:: Exercise a ::
According to the article about the referee and the Buck Inn Broncos, what fine did the Buck Inn players receive after being reported to the county FA?

Referee gets a rough ride from Broncos

10:01am Tuesday 2nd March 2010

AMID its proper concerns for the precarious state of Mr John Terry’s personal relationships, the March issue of When Saturday Comes – the self-styled “half decent football magazine” – devotes a two-page photo feature to the Wensleydale Creamery League derby between Richmond Academy and the neatly named Buck Inn Broncos.

The game took place on the scenic Earls Orchard pitch, in the shadow of Richmond Castle. “It’s a lovely setting, but I’d rather they’d had a proper Wensleydale background,” says North Riding FA chairman Len Scott, a former chairman of the Wensleydale League.

The setting, in truth, may have been rather better than the behaviour of some of the players. It was the day that the Buck Inn Broncos gave the referee a particularly rough ride.

WSC briefly records that a Buck player was sent off after an hour, that his team collapsed to a 6-2 defeat and that following a post-match “altercation” with the players, the referee resigned.

Among the things they didn’t comment upon was that the ref was wearing the green shirt and Air Asia logo of a Football League official.

The referee was John Brown, a level 7 official qualified only for local games. “He’s a good official but I think he got told off for wearing a green top,” says Mr Scott.

And the Buck Inn big mouths? Reported to the county FA, they were fined £25. “I think they’ve also been given a right bollocking by the league,” says the chairman.

“The first time that the Wensleydale League has ever had national publicity and it has to end like that.”

(Stored entries)
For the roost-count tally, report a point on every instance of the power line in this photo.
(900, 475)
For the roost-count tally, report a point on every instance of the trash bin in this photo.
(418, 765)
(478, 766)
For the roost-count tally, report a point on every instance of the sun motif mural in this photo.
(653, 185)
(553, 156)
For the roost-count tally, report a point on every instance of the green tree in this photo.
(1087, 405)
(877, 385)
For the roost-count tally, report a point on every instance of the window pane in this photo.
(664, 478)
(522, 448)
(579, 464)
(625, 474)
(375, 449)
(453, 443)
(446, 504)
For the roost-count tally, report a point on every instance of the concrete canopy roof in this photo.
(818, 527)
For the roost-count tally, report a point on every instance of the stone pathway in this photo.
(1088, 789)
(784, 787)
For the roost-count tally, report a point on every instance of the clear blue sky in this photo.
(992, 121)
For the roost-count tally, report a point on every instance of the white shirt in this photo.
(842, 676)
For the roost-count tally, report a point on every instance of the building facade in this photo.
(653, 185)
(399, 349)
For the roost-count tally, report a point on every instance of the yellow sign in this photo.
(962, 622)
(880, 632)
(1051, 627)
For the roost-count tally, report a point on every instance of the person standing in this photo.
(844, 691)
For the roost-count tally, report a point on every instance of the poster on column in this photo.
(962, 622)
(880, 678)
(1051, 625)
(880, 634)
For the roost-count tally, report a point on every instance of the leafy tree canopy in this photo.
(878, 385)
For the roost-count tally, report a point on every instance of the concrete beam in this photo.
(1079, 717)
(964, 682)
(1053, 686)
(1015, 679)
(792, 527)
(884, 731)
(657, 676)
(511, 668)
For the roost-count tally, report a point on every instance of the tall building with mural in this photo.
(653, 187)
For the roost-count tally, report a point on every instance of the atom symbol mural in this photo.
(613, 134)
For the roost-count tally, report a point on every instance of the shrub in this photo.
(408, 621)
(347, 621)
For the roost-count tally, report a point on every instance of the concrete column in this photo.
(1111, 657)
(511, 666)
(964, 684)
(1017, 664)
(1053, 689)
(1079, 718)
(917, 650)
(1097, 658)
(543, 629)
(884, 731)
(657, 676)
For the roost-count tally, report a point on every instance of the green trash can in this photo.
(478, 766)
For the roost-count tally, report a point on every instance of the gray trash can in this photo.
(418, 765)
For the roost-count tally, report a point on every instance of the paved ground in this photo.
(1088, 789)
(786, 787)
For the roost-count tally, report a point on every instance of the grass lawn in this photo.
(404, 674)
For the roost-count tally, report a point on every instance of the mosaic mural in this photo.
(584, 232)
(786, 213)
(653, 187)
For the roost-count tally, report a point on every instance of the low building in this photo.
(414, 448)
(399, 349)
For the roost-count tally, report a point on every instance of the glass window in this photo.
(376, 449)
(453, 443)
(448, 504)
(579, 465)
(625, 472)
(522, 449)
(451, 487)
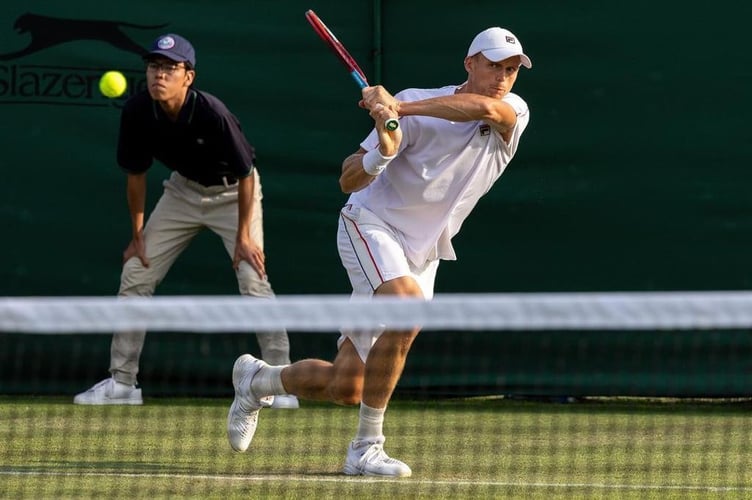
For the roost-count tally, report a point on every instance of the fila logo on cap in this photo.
(166, 43)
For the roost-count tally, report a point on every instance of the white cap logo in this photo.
(166, 43)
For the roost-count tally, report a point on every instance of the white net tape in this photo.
(328, 313)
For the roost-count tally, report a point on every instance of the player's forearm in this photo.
(246, 187)
(136, 195)
(458, 107)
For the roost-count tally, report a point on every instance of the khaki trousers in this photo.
(184, 209)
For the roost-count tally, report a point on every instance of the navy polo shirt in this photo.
(205, 144)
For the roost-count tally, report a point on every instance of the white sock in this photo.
(268, 382)
(371, 423)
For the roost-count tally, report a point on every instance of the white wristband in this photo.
(374, 162)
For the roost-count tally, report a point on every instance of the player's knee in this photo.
(346, 394)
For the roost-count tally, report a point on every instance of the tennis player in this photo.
(411, 189)
(214, 184)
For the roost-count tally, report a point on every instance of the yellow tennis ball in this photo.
(113, 84)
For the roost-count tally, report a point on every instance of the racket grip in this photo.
(392, 123)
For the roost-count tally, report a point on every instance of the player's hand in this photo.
(389, 140)
(136, 248)
(378, 95)
(247, 250)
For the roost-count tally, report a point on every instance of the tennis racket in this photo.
(344, 56)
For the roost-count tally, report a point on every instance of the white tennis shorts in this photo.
(371, 253)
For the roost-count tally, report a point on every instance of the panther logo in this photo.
(47, 32)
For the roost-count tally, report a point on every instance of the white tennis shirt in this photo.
(442, 170)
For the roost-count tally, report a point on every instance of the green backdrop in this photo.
(633, 175)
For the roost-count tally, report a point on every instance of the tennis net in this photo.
(504, 395)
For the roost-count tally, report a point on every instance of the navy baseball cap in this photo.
(173, 47)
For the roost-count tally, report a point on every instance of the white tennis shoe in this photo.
(367, 458)
(286, 401)
(110, 392)
(243, 416)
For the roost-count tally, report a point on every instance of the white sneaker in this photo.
(367, 458)
(243, 416)
(286, 401)
(110, 392)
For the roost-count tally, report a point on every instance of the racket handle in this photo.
(359, 79)
(392, 123)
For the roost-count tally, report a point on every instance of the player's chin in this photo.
(157, 92)
(497, 93)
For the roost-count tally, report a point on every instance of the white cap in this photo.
(498, 44)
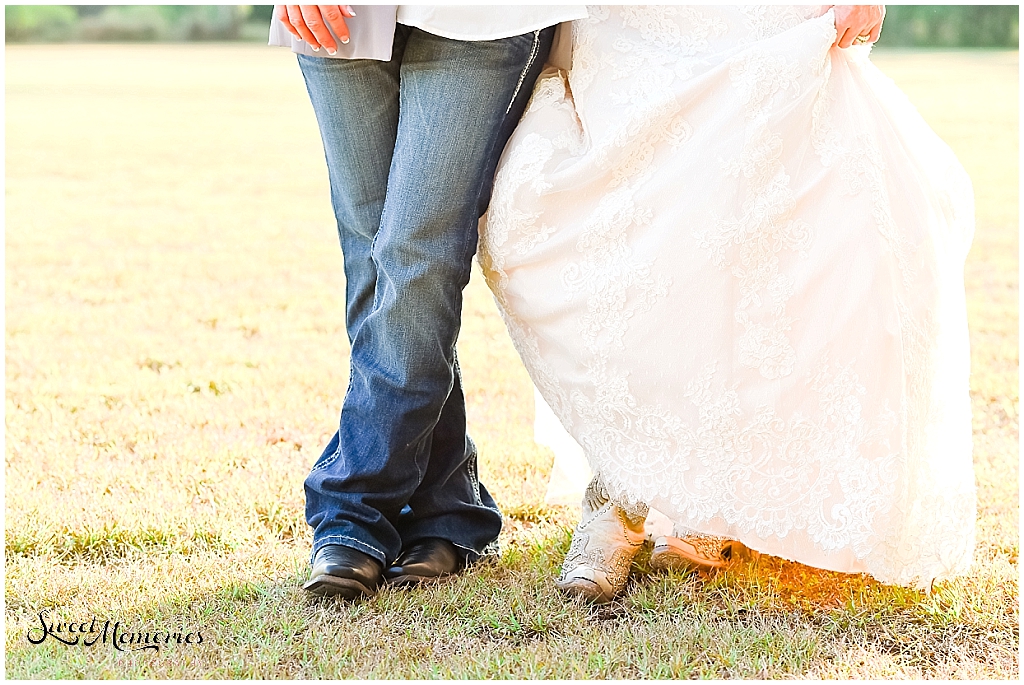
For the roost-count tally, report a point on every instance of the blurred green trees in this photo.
(950, 26)
(130, 23)
(910, 26)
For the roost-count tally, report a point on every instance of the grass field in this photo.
(175, 360)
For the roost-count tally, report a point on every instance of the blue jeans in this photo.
(411, 145)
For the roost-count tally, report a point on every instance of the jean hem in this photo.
(347, 541)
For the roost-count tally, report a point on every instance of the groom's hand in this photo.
(309, 23)
(858, 20)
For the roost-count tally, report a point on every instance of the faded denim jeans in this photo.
(412, 145)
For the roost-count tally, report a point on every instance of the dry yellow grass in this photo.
(175, 359)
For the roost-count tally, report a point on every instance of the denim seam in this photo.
(522, 76)
(331, 460)
(338, 536)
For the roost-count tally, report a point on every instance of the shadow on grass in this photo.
(762, 618)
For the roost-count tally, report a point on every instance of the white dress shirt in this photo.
(486, 22)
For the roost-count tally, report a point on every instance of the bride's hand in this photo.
(857, 20)
(309, 23)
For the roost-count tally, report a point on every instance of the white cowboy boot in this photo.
(597, 565)
(688, 550)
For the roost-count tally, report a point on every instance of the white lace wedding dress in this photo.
(731, 259)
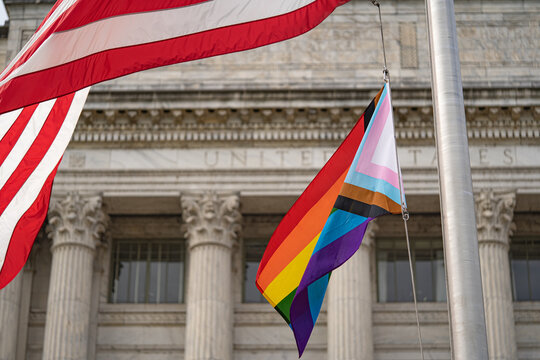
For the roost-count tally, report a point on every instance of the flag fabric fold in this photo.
(325, 226)
(84, 42)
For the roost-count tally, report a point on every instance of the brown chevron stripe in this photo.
(370, 197)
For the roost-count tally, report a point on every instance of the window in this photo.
(146, 271)
(525, 263)
(393, 274)
(253, 251)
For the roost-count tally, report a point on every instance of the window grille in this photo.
(145, 271)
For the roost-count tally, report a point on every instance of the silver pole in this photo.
(467, 319)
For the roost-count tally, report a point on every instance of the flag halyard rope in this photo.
(404, 210)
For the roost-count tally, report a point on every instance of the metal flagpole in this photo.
(467, 318)
(404, 210)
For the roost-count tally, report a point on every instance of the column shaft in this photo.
(498, 301)
(209, 313)
(212, 224)
(494, 213)
(68, 306)
(350, 334)
(76, 226)
(10, 300)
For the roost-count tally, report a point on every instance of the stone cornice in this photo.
(192, 127)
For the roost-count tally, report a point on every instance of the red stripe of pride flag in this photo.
(108, 39)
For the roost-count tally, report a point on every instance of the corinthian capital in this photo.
(77, 220)
(211, 218)
(494, 215)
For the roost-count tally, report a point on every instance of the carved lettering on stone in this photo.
(77, 220)
(211, 218)
(494, 215)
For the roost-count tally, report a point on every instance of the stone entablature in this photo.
(202, 127)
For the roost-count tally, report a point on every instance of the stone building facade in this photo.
(176, 177)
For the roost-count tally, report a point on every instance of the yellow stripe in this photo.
(289, 278)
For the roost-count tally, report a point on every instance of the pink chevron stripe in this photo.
(365, 164)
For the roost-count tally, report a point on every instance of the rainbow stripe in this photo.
(326, 224)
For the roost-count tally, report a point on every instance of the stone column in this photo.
(213, 223)
(76, 225)
(350, 334)
(494, 214)
(10, 301)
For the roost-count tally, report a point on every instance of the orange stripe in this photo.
(369, 197)
(302, 234)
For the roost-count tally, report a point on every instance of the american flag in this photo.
(84, 42)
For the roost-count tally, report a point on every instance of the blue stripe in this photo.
(338, 224)
(375, 185)
(316, 291)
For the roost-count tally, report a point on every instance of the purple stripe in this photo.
(321, 263)
(332, 255)
(301, 320)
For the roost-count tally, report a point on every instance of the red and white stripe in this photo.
(32, 143)
(83, 42)
(89, 41)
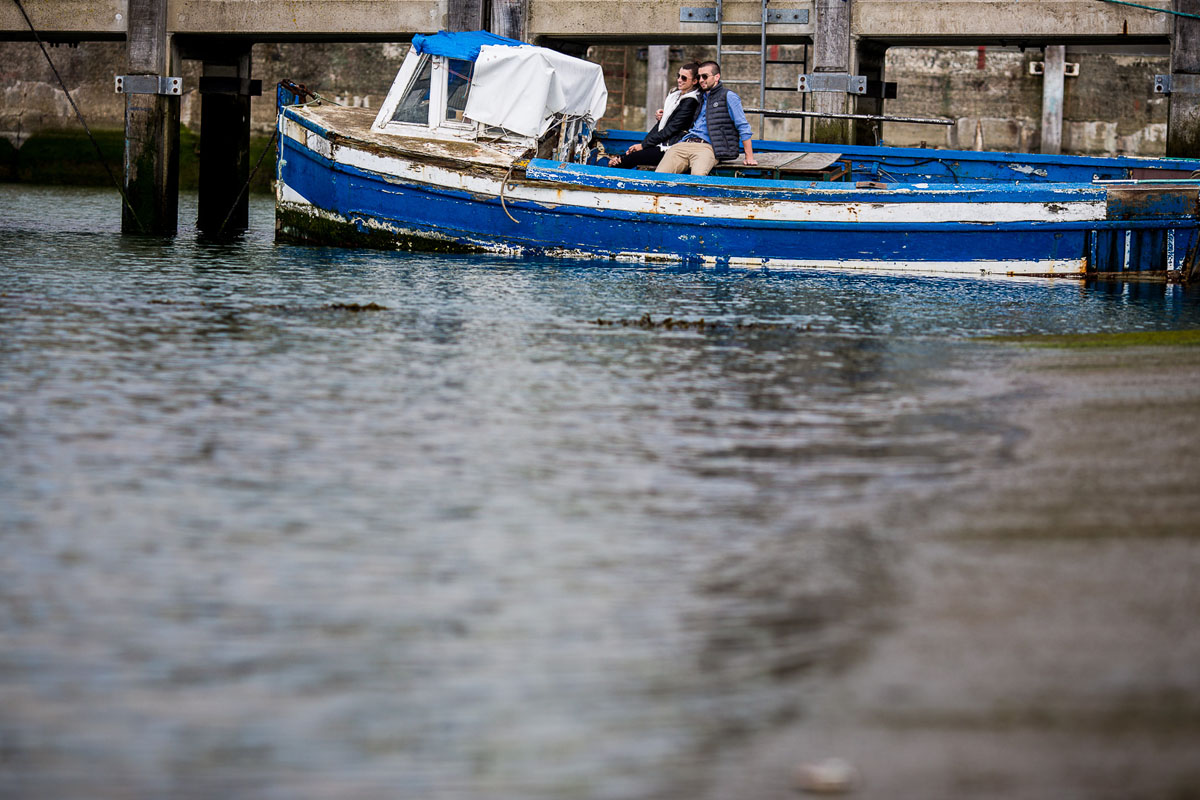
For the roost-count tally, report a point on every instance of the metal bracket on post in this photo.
(1180, 83)
(149, 85)
(832, 82)
(781, 16)
(1069, 68)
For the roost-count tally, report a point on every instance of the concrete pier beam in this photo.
(226, 89)
(1183, 103)
(151, 127)
(1054, 61)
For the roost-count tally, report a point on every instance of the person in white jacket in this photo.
(675, 119)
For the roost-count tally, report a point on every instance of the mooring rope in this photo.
(100, 154)
(1162, 11)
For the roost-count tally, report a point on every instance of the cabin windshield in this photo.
(456, 89)
(414, 104)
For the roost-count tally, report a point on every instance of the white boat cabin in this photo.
(478, 85)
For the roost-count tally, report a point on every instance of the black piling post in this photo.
(1183, 106)
(151, 124)
(226, 89)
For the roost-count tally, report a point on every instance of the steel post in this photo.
(226, 89)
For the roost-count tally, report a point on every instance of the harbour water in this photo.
(289, 522)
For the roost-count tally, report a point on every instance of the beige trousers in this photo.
(688, 156)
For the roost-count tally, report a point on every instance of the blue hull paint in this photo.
(371, 204)
(364, 199)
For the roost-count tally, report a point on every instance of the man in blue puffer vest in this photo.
(715, 133)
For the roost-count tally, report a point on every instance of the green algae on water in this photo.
(1188, 337)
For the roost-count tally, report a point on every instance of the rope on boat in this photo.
(504, 185)
(100, 154)
(1162, 11)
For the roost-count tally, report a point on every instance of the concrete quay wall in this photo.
(1109, 108)
(912, 22)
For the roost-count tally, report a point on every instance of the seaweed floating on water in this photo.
(671, 324)
(357, 306)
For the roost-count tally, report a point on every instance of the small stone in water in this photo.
(829, 776)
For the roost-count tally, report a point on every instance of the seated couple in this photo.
(695, 128)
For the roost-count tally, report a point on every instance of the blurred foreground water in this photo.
(286, 522)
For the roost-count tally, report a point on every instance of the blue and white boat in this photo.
(481, 145)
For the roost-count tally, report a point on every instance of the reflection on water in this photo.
(258, 541)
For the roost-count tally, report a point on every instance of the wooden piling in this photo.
(831, 53)
(151, 127)
(658, 79)
(511, 18)
(1054, 61)
(465, 14)
(1183, 103)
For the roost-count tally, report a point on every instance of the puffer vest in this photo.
(721, 131)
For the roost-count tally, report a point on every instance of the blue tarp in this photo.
(459, 46)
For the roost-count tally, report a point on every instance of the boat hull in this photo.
(333, 190)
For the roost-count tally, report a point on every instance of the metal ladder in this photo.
(765, 18)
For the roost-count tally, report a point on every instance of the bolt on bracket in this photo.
(1177, 83)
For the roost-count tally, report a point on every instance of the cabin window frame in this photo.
(436, 120)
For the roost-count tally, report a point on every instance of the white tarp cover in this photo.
(520, 89)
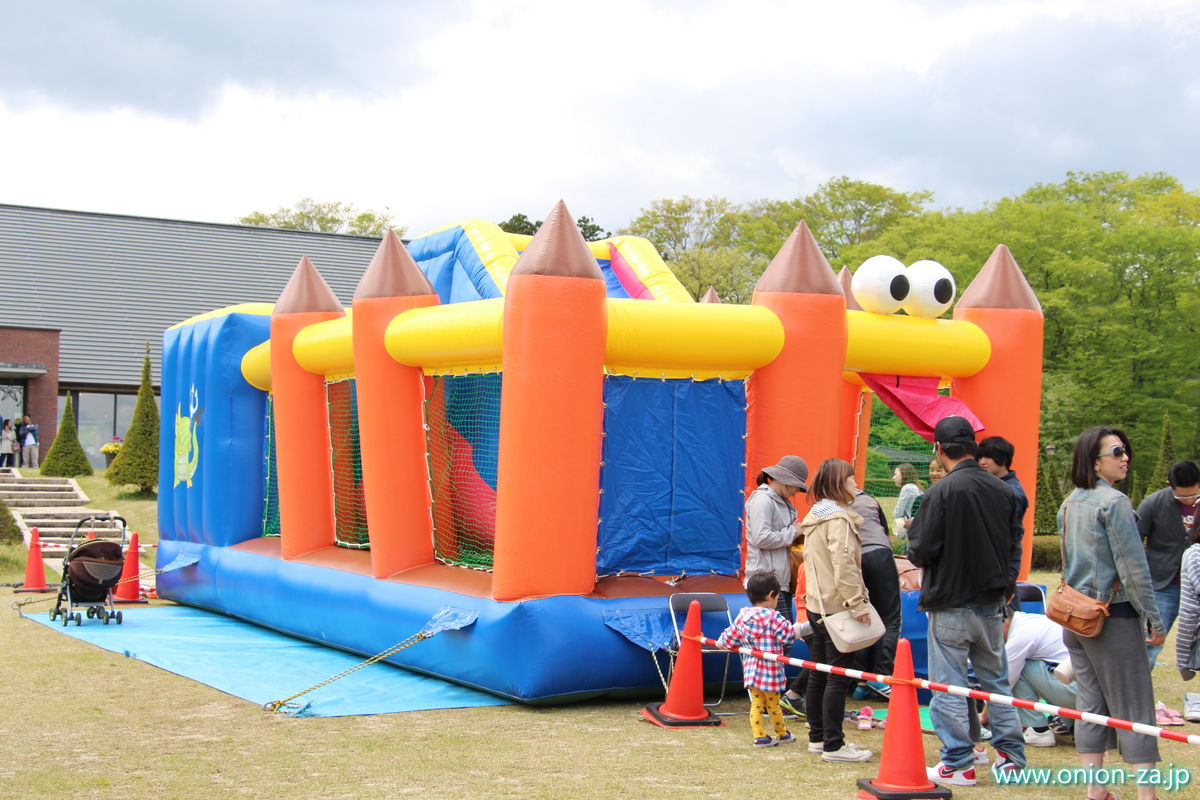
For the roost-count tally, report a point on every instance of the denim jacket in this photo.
(1101, 542)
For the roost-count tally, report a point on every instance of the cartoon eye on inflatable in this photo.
(880, 284)
(931, 289)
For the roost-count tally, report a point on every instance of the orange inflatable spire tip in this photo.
(799, 268)
(306, 290)
(393, 272)
(558, 248)
(1000, 284)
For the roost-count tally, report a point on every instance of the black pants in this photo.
(883, 590)
(826, 697)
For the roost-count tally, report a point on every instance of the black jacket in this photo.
(965, 535)
(1161, 524)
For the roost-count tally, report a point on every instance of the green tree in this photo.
(520, 223)
(137, 462)
(678, 226)
(1165, 457)
(325, 217)
(840, 214)
(1049, 497)
(66, 457)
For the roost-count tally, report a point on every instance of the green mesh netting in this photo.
(270, 469)
(462, 415)
(891, 445)
(349, 506)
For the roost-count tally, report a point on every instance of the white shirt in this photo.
(1032, 637)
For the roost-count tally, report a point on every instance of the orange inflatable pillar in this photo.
(301, 419)
(391, 414)
(855, 405)
(551, 417)
(1007, 394)
(795, 401)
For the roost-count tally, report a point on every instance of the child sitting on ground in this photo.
(765, 629)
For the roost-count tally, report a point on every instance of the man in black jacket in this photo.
(965, 536)
(1165, 518)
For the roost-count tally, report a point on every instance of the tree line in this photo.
(1114, 259)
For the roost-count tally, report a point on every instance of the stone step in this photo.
(25, 503)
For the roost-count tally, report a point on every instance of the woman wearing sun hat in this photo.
(771, 524)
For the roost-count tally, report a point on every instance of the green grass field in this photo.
(85, 723)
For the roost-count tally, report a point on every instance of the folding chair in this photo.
(709, 602)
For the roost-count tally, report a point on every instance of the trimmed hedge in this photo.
(1047, 554)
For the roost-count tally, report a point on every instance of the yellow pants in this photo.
(763, 704)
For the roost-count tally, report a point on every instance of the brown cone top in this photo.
(799, 266)
(844, 280)
(393, 272)
(1000, 284)
(306, 290)
(558, 248)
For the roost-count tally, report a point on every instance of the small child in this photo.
(765, 629)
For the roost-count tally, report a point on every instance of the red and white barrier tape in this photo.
(961, 691)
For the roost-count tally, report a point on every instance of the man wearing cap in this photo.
(771, 524)
(964, 536)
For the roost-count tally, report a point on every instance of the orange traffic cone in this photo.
(127, 590)
(35, 571)
(903, 761)
(684, 707)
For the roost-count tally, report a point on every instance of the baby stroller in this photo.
(89, 573)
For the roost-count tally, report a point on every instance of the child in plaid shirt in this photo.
(765, 629)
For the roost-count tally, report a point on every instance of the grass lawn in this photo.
(85, 723)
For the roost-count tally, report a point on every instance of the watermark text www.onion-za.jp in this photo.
(1169, 777)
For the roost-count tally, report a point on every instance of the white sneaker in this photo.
(1039, 739)
(942, 774)
(849, 752)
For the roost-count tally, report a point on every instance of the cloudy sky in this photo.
(459, 109)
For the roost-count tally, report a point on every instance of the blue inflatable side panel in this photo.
(210, 479)
(551, 649)
(672, 477)
(454, 268)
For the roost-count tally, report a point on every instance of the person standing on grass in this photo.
(771, 524)
(834, 576)
(761, 626)
(964, 536)
(1165, 519)
(1104, 559)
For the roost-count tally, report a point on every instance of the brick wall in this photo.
(34, 346)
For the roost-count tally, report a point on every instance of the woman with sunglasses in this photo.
(1104, 559)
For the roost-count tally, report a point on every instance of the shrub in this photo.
(66, 457)
(137, 462)
(10, 534)
(1047, 554)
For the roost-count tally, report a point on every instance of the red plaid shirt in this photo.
(767, 630)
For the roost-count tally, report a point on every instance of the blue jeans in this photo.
(1169, 609)
(975, 635)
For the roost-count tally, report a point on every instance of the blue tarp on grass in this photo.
(261, 666)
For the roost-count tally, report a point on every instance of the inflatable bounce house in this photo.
(546, 433)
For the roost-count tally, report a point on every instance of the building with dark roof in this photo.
(84, 293)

:: Exercise b ::
Return the lines of the records between the line holding "tip in this photo." and the line holding "(1032, 637)", inclusive, reproduced word for word.

:: Task output a ::
They were fined £25.

:: Task output b ::
For the roost-count tally, report a point on every instance of the orange inflatable spire tip in this photo.
(799, 268)
(306, 290)
(393, 272)
(558, 248)
(1000, 284)
For the roost-count tally, report a point on every instance of the black pants in this photo.
(883, 590)
(826, 697)
For the roost-count tally, report a point on every instance of the black jacket in this photo.
(965, 535)
(1161, 524)
For the roost-count tally, report a point on every instance of the green tree in this photo.
(520, 223)
(137, 462)
(678, 226)
(1165, 457)
(325, 217)
(840, 214)
(1049, 497)
(66, 457)
For the roost-count tally, report a point on every instance of the green mesh netting in this photo.
(270, 469)
(462, 415)
(891, 445)
(349, 506)
For the roost-count tally, report a point on every instance of the white shirt in this photo.
(1032, 637)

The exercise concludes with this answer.